Word for word, write out the entries that follow, omitting all pictures.

• • • •

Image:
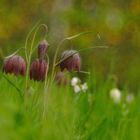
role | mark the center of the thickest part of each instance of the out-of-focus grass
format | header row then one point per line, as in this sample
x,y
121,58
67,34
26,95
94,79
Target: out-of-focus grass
x,y
69,116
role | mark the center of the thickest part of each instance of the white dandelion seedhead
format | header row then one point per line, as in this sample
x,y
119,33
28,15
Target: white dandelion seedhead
x,y
129,98
115,95
75,81
78,86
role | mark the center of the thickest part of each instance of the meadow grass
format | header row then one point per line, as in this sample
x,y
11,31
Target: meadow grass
x,y
68,116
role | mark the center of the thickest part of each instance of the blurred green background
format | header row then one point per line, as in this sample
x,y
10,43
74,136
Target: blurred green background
x,y
116,21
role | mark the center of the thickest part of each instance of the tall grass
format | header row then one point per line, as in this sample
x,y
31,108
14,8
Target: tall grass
x,y
69,116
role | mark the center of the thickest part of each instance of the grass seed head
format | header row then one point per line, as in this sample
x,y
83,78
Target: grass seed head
x,y
42,49
15,64
38,70
73,63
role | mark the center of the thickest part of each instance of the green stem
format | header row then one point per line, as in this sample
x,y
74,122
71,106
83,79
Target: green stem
x,y
10,82
59,62
58,47
31,50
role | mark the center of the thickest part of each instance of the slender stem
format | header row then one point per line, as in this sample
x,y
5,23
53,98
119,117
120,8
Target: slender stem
x,y
14,53
77,52
58,47
31,50
27,38
19,91
55,57
46,72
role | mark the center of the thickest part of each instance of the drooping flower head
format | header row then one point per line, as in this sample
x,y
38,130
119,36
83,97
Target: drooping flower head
x,y
115,95
42,49
38,70
14,64
72,63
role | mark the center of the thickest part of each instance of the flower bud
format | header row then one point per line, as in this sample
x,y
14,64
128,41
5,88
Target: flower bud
x,y
38,70
42,49
73,63
15,64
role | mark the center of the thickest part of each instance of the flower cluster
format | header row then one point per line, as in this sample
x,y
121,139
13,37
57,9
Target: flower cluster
x,y
16,64
70,61
78,86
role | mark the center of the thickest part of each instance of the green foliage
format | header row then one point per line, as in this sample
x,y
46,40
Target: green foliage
x,y
85,116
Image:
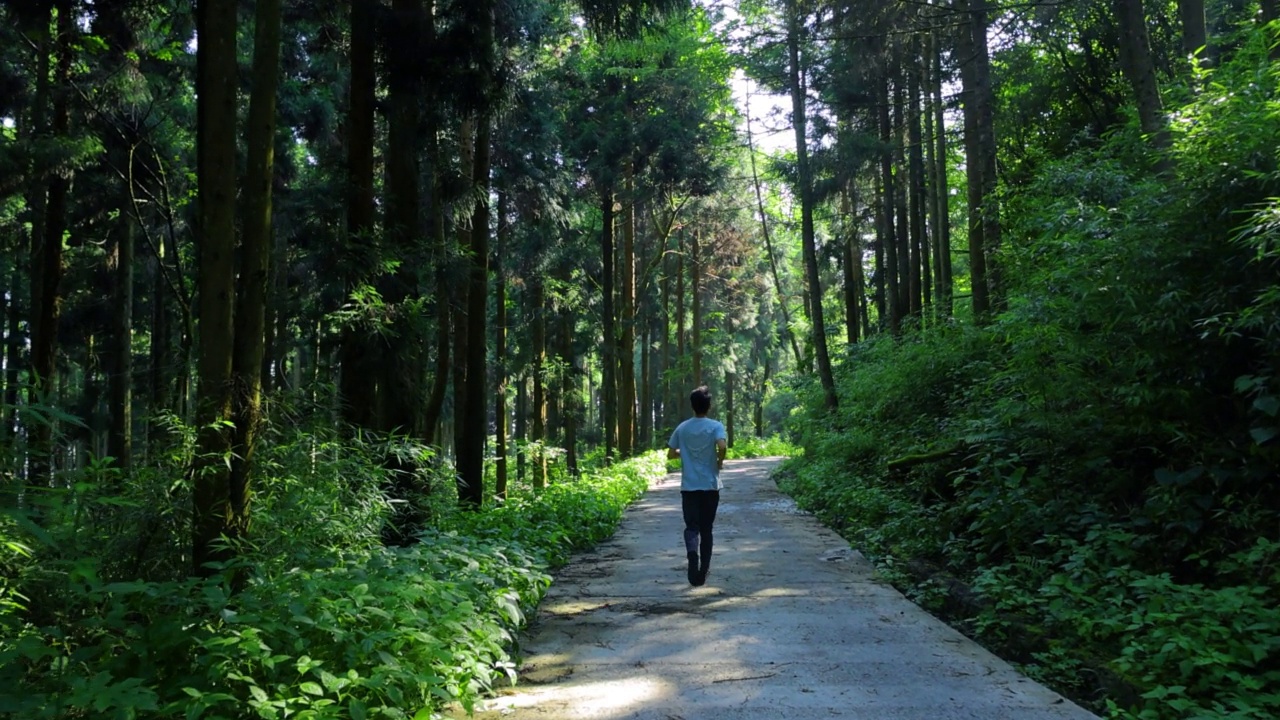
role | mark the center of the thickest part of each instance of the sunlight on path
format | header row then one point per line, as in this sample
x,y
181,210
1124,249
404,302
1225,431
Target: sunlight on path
x,y
791,625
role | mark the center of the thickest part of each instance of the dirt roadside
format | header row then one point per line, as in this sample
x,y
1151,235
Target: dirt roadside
x,y
791,624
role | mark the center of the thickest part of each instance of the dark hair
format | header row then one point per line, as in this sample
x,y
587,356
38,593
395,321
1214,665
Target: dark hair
x,y
702,400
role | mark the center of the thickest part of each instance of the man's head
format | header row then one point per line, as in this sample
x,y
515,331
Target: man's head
x,y
702,400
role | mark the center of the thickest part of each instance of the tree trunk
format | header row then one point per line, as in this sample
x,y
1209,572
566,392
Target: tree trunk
x,y
730,386
695,297
521,427
48,256
250,317
1139,69
439,244
458,292
1270,14
881,270
681,360
608,370
888,192
356,384
570,391
1194,33
768,241
13,346
472,431
627,319
941,205
216,85
807,229
972,59
538,341
398,370
851,259
908,259
922,295
120,381
990,205
499,350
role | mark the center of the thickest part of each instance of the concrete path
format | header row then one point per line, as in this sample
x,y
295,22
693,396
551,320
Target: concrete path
x,y
790,625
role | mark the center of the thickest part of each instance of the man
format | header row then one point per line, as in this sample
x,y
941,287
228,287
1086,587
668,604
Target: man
x,y
699,443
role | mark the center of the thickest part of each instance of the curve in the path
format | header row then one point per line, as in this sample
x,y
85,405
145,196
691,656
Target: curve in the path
x,y
791,624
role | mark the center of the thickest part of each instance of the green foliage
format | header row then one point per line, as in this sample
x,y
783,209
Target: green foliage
x,y
1098,463
753,446
329,624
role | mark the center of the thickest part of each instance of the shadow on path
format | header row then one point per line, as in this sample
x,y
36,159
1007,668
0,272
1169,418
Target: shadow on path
x,y
791,625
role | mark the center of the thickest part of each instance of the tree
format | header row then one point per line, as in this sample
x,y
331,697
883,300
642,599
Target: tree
x,y
216,511
804,180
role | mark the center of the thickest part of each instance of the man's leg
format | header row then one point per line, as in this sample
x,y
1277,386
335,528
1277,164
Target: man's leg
x,y
689,505
708,505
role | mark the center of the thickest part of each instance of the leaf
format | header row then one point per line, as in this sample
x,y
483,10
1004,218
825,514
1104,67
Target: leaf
x,y
311,688
1262,434
1267,404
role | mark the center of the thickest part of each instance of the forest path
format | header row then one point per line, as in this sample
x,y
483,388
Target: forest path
x,y
790,624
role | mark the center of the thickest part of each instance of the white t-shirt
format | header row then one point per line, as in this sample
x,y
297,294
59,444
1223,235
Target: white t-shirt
x,y
695,440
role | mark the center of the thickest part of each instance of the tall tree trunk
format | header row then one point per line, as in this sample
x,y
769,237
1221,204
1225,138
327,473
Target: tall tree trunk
x,y
1138,68
627,319
644,423
888,192
120,381
881,270
730,388
768,241
807,229
973,58
538,341
161,349
215,121
458,291
851,258
13,346
357,386
570,391
521,425
1270,14
609,355
908,282
439,244
695,297
667,347
499,350
923,296
48,254
472,431
986,101
250,317
941,206
1194,33
681,361
398,372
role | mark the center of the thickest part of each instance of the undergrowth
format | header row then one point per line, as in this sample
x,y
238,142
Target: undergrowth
x,y
330,623
1087,483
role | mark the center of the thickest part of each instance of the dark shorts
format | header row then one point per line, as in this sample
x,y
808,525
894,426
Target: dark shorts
x,y
699,507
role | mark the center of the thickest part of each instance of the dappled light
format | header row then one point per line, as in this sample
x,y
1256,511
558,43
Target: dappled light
x,y
639,359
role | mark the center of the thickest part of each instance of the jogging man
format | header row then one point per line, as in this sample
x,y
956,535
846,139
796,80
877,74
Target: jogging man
x,y
699,443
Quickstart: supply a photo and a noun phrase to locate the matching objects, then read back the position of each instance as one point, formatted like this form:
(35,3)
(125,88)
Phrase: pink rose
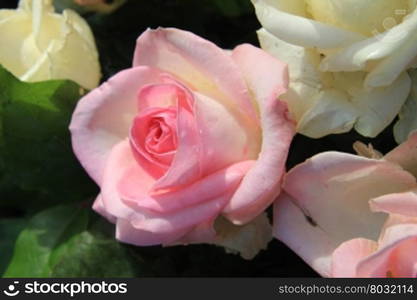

• • • •

[Written answer]:
Image:
role | mark the center of the thickest part of each instance of the out-of-focus grass
format | header row then one point per line, as in this sample
x,y
121,58
67,34
26,95
94,79
Target: out-of-focus grass
x,y
69,116
role | mark the center of the thickest part of each instance of the white dandelion seedhead
format | header row then one point per line, as in this sample
x,y
119,33
28,15
Target: white dandelion seedhead
x,y
129,98
115,95
75,81
78,86
role | mark the center of the thickest part of each instance of the meadow grass
format | header row then one point per line, as in this sample
x,y
11,31
Target: meadow grass
x,y
68,116
role | mark the center of the thickest part of each instance of the blurred green background
format | header row then one point per line, as in this sample
x,y
10,43
74,136
Target: blurred green background
x,y
116,21
role | mark the center of the thickest part of each instance of the tall grass
format | header row then one point per line, as in this sample
x,y
31,108
14,8
Target: tall grass
x,y
69,116
role | mark the center of the thickest part of each instance of the grass seed head
format | header row then one point per line, as in this sample
x,y
83,78
Target: grass seed head
x,y
42,49
15,64
38,70
73,63
role | mark the center of the thickest part of each instance of the green stem
format | header row then one point per line, as in this sample
x,y
74,122
71,106
83,79
Target: green stem
x,y
10,82
59,62
58,47
31,50
role | mark the center of the thickest part of each instance of the slender stem
format | header row then one point per line, as in this sample
x,y
5,23
53,98
119,117
120,8
Target: slender stem
x,y
14,53
77,52
58,47
31,50
27,38
19,91
55,57
46,72
role | mark the center of the thickest part of each instance of the drooping flower head
format | header row then one point per line, as in this sample
x,y
38,130
119,36
83,97
Target: drooping flower head
x,y
115,95
42,49
38,70
14,64
72,63
role | mark the center of the thickest part of each instance of the flower bud
format | header row then one point per line, as in this sample
x,y
14,64
128,41
5,88
Target: flower bud
x,y
38,70
42,49
73,63
15,64
role | mark the center of the thickest part of each instance of the flower cluster
format | header row then one point per line, as in this sample
x,y
121,139
13,37
57,9
Target: flower cluster
x,y
16,64
70,61
78,86
role | mark the center of the thickest part of each instance of the green foliage
format | header row then one point per line, as in this sample
x,y
46,40
Target: green foliage
x,y
85,116
Image:
role | mark the center of the thickest part of each instance of the sunlight on path
format | header row then one point per line, as in this sample
x,y
181,210
1124,249
404,302
1225,431
Target: sunlight on path
x,y
791,625
role | mark the center of the thickest part of each instance of the dirt roadside
format | header row then one point per line, as in this sample
x,y
1151,235
Target: dirt roadside
x,y
791,624
role | mark the center of the thickest part of each instance of the dark hair
format | header row then one point per line, as in this sample
x,y
587,356
38,593
395,321
1214,665
Target: dark hair
x,y
702,400
role | mark the center of the thickest part of each instance of the man's head
format | header row then one point per line, as in this sample
x,y
515,331
Target: man's head
x,y
702,400
role | mark the center of the thickest part of each instance of the tree trunk
format | header row then one point per line, as in this sample
x,y
1209,572
566,392
Target: tree trunk
x,y
730,386
695,297
521,427
48,256
250,317
1139,69
439,244
458,292
1270,14
881,270
681,360
608,370
888,192
356,384
570,391
1194,33
768,241
13,346
472,431
627,319
941,205
216,85
807,229
972,59
538,341
398,370
851,259
908,259
922,295
120,381
990,205
499,350
role | mark the center of the thickest part of each instance of the concrete path
format | header row then one point per line, as in this sample
x,y
295,22
693,396
551,320
Target: concrete path
x,y
790,625
role | mark the center of the thickest part of each instance of the man
format | header row then one point per line, as in this sample
x,y
941,287
228,287
1086,587
668,604
Target: man
x,y
699,443
role | mark the center of the thickest part of each instance of the curve in the path
format | header row then one point per line, as in this sample
x,y
85,405
145,196
691,656
Target: curve in the path
x,y
791,624
role | mark the center of the thickest part of each instance of the green foliage
format | header row then one point per line, as in this sample
x,y
783,209
Target: green foliage
x,y
1098,463
753,446
329,624
role | mark the center of the thickest part of each instance of the shadow on path
format | header row then one point per line, as in this sample
x,y
36,159
1007,668
0,272
1169,418
Target: shadow on path
x,y
791,625
role | mark the center of the thickest part of each instance of the tree
format | header row then one point per line, as in this sample
x,y
331,697
883,300
642,599
Target: tree
x,y
216,511
804,180
role | mark the center of the thickest part of each instance of the man's leg
format | header row then one point per line, as in this sample
x,y
1277,386
335,528
1277,164
Target: man's leg
x,y
689,505
708,505
role | mark the center of the thickest part of each instance of the leaf
format | header row then one point per line, as in this sample
x,y
483,10
1004,218
825,514
1104,67
Target: leaf
x,y
311,688
1262,434
1267,404
role | mark the center of the thickest part of each instance of the forest path
format | header row then one point per line, as in this sample
x,y
483,388
Target: forest path
x,y
790,624
role | mark the center of the thickest part of each instance of the white t-shirt
format | header row then one point per line, as in this sample
x,y
297,294
59,444
1223,235
Target: white t-shirt
x,y
695,440
role | mark the center of the thickest part of each instance of the tall tree trunk
format | header row then one point per line, as in this sample
x,y
769,237
1221,204
1225,138
327,473
Target: tall tree trunk
x,y
1138,68
627,319
644,423
888,192
120,381
881,270
730,388
768,241
807,229
973,58
538,341
161,349
215,121
458,291
851,258
13,346
357,386
570,391
521,425
1270,14
609,355
908,282
439,244
695,297
667,347
499,350
923,296
48,254
472,431
986,101
250,317
941,206
1194,33
681,361
398,372
role | mark the center of the thickest part of each instance of the undergrowth
format | header row then one point per line, as in this sample
x,y
238,142
Target: undergrowth
x,y
330,623
1087,483
role | mark the center of the thickest part of each instance of the dark shorts
format | header row then one point per line, as in this sample
x,y
808,525
894,426
Target: dark shorts
x,y
699,507
role | mark the center of the thickest part of each instance of the dappled light
format | header row then one point per line, as in this sample
x,y
1256,511
558,43
Target: dappled light
x,y
639,359
role | mark the center of the thickest part of each instance of the jogging man
format | header row then one point per line, as in this sample
x,y
956,535
846,139
796,80
877,74
Target: jogging man
x,y
699,443
Quickstart: supply a photo and a noun phrase to locate the matching objects, then read back the position of each instance as one point, formatted like this form:
(35,3)
(125,88)
Phrase: pink rose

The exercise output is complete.